▶ **What you will do**:
A – Answer these about the forum thread on the stray cat:
(i) Which room does the cat come into every night?
(ii) About how much does timtam23's vet charge for a consultation alone?
(iii) At what time was francis223's post made?
B – Please list every forum username that appears in the thread about the stray cat.

▶ **Page excerpt**:
*** Block opens ***

She must be in pain, I have never seen as many patches on an animal. So bonny as well. She comes in my conservatory every night. I put a blanket on the Sofa and when. I come down she bombs it out of the cat fkap. The blanket is always filthy!! I hope this cat is a boy tbh, saves it getting pregnant

timtam23 Sun 02-Aug-15 10:35:18

Hi Jo40, it's really kind of you to want to help this cat. Where I am, my vet charges around £30 for a consultation alone & then the cost of any treatment is on top of that. As PP said, you could try PDSA, Blue Cross if you receive benefits I think they can help for free or reduced fees? Maybe speak to your vet & see if they can do anything to help as the cat is stray & poorly. I hope you manage to get somewhere. Please keep us posted also!

francis223 Sun 02-Aug-15 11:17:59

Jo40 I hope you can help your little visitor too! I know my vet offer claims via Blue Cross or similar with treatment for those in receipt of benefits etc.

*** Block closes ***

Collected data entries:
*** Block opens ***

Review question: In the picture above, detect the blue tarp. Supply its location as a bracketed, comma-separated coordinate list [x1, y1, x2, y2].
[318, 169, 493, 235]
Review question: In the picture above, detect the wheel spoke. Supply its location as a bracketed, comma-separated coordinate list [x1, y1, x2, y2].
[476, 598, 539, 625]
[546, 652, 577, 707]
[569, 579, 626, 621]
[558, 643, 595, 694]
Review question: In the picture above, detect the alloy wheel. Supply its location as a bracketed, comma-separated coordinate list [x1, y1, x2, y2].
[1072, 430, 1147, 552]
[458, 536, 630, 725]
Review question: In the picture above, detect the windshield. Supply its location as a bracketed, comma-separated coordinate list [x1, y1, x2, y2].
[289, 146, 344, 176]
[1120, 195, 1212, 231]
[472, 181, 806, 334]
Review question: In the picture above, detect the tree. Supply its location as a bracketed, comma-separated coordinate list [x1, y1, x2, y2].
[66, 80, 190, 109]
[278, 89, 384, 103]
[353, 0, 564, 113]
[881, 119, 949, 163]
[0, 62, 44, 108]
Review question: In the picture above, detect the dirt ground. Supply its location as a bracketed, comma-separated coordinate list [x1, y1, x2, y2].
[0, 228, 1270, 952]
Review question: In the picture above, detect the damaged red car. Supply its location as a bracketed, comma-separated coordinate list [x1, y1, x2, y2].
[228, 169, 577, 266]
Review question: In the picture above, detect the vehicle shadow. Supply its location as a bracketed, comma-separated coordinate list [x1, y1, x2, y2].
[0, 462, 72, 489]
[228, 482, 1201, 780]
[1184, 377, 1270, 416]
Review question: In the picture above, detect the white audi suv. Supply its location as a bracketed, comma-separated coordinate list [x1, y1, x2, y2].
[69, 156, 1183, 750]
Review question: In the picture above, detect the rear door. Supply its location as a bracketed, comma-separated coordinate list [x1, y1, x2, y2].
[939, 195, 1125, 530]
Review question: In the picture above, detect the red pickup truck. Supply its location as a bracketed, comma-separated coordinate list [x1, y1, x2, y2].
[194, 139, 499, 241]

*** Block closes ***

▶ **Answers to the problems**:
A –
(i) The conservatory
(ii) Around £30
(iii) 11:17:59

B – Jo40, timtam23, francis223